#### [Task instructions]
• 1. Translate into French the following sentence from the review of The Scorch Trials: "I wouldn’t care about going back and watching these films again."
• 2. According to the review of The Scorch Trials, what is the name of the band of resistance fighters?

#### [Excerpt]
▶

But in the military compound where lots of these immune young ones are enjoying clean clothes and food, something is awry. Very quickly Thomas and his merry men (plus a girl called Teresa played by Kaya Scodelario) find out it’s all just wicked! They run and encounter the zombies, cities that have been totally destroyed and dust-filled stretches of desert that separate them from a band of resistance fighters called the Right Arm. Very soon they’re found and they run again. You get the picture.
Along the way, there are some pretty scary and violent scenes, some interestingly shot action sequences – like the one where Thomas and badass babe Brenda (Rosa Salazar) are chased by the undead through a fallen building where everything is askew. Director Wes Ball has differentiated this rather mundane story in the treatment he has given the film along with some genuinely chilling scenes.
After a while, the whole running away and getting caught and then escaping again gets a bit monotonous and you realise that The Scorch Trials is just a filler for the finale where god only knows what secret is to be revealed. The problem with books (the films are based on) and films like this is that unless they’ve created an interest in what is to come by this point, they become worthless as trilogies. I wouldn’t care about going back and watching these films again. So what’s the point of it all?
At least if the repercussions of this blight on humanity had been explored more – like they’ve hinted at in the scene where a party filled with youngsters on hallucinogens are trying to forget the horrors – there would have been some depth to the story. As it is, The Maze Runner films will turn out to be only mildly entertaining but certainly scarier than some of the other young adult fiction films we’ve seen till date.

◀

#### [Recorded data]
▶

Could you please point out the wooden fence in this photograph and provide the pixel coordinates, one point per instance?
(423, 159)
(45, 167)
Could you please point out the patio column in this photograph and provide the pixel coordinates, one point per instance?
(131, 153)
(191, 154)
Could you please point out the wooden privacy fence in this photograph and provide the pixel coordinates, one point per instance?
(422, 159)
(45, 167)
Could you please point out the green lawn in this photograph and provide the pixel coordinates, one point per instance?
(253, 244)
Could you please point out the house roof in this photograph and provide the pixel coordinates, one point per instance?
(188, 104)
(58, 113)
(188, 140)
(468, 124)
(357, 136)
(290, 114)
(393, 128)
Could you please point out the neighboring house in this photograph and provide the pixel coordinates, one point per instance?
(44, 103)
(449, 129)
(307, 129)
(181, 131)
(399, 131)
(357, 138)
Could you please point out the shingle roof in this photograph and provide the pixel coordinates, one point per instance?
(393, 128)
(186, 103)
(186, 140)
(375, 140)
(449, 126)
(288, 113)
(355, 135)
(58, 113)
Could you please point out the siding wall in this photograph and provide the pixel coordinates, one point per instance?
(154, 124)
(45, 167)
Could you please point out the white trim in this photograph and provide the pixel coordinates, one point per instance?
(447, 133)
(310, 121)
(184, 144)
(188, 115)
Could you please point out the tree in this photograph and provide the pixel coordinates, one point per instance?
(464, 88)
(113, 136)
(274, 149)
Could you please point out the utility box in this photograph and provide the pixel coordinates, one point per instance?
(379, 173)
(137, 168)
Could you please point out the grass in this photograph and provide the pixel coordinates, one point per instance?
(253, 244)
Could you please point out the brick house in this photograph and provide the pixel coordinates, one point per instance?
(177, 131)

◀

#### [Results of the exercise]
• 1. Je n'aurais aucune envie de revenir en arrière pour revoir ces films.

• 2. The Right Arm.